- [Provided entries]
━━━━━━━━━━━━━━━━━━━━━━━━━━━━━━
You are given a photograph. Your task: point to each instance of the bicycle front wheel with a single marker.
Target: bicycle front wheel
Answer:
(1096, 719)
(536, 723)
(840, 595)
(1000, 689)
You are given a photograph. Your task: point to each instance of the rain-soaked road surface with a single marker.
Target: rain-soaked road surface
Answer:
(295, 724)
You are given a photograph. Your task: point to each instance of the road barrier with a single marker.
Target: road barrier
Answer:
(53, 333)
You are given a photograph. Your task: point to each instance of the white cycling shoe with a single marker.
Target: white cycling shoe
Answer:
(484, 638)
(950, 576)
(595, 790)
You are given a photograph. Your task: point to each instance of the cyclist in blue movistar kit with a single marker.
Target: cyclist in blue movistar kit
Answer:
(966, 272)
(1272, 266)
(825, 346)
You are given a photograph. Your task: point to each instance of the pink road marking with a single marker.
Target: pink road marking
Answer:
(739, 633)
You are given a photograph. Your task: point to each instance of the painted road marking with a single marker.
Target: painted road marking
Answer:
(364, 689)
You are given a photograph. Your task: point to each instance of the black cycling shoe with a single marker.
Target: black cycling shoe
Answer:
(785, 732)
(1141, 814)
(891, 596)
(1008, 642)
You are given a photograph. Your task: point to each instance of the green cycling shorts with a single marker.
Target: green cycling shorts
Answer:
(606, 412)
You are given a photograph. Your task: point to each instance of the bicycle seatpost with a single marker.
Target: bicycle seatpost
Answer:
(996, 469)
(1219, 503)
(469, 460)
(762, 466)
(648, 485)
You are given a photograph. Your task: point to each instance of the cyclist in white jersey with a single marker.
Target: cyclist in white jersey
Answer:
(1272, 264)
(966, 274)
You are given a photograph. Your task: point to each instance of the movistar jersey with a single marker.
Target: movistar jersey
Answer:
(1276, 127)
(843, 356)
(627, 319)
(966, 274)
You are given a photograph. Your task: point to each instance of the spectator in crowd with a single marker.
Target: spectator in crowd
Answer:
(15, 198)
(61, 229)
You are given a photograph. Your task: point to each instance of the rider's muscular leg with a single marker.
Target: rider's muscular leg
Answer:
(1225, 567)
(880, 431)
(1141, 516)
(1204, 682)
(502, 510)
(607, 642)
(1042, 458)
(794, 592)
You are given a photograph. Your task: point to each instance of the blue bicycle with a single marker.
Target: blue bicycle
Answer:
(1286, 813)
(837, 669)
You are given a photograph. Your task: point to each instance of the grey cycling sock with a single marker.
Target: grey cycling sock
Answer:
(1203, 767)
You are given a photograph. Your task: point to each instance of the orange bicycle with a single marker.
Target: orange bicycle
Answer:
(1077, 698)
━━━━━━━━━━━━━━━━━━━━━━━━━━━━━━
- [Exercise goal] The data above should be returned in full, exactly as written.

- [Reply]
You are given a photograph. Your task: point to each instance of the bicycle front wheel with a single marker.
Target: bicycle front wheel
Answer:
(1096, 719)
(536, 723)
(840, 595)
(1000, 689)
You are given a photograph. Your task: point to each instance of the rain-soaked road surface with a single marker.
Target: rain-soaked road surface
Answer:
(295, 724)
You are given a photograph. Your task: point to each instance of the road barrier with a single marker.
Target: road barrier
Answer:
(53, 333)
You are given a photograph. Your task: point to each instance of the white cycling shoe with a single marker.
Target: white cycling shoe
Answer:
(484, 638)
(950, 576)
(595, 790)
You are given a photograph. Your task: point to each instance of the cyclist in blue movistar kit with a single marker.
Target: cyclist in blue movistar kit
Answer:
(966, 272)
(1272, 266)
(825, 346)
You are given a photograph. Your task: point to each instance of the pink road marking with a single marker.
Target: pink road marking
Answer:
(739, 633)
You are given a photograph. Your task: point to each instance of the painted road marking with a single marker.
Target: painted road marking
Answer:
(364, 689)
You are given a photograph. Your task: point to each instance of the black cycling shoe with a single marker.
Target: black cycling shoe
Answer:
(785, 732)
(1141, 814)
(891, 596)
(1008, 642)
You are given a photograph. Your task: point to each instance of the green cycling shorts with a single marker.
Target: green cycling shorts
Answer:
(606, 412)
You are given a photograph. Your task: point to each instance of the bicycle seatpost with a single marker.
Target: bicycle seatpost
Answer:
(996, 469)
(1219, 503)
(469, 460)
(762, 466)
(648, 485)
You are given a photograph. Your task: point to each instance of the cyclist in white jersey with a single marker.
Target: cyclist in white jersey
Answer:
(1272, 264)
(966, 274)
You are given a photograph. Your task: point to each instance of the movistar jersey with a single marker.
Target: movistar jersey
Answer:
(1276, 127)
(843, 356)
(627, 319)
(966, 274)
You are given a photograph. Your task: point to each instance of the spectator in crowd with a single marker.
Target: spectator in crowd
Answer:
(15, 198)
(61, 229)
You are given a photograph. Your task: point to each instance of the rider's muscular leg with a single marker.
Target: rider's muscular leg
Answer:
(1225, 567)
(880, 431)
(1141, 516)
(1204, 682)
(502, 510)
(607, 642)
(1042, 458)
(794, 592)
You are given a photograph. Your task: point to each instance of the blue bicycle with a single marker.
Target: blue bicycle
Answer:
(1286, 813)
(837, 669)
You are given a photograph. Your task: point to each instance of the grey cycling sock with a single marker.
Target: grey cycling sock
Answer:
(1203, 767)
You are given a photograph. Your task: point to each instance of the orange bicycle with a single marker.
Target: orange bicycle
Answer:
(1077, 698)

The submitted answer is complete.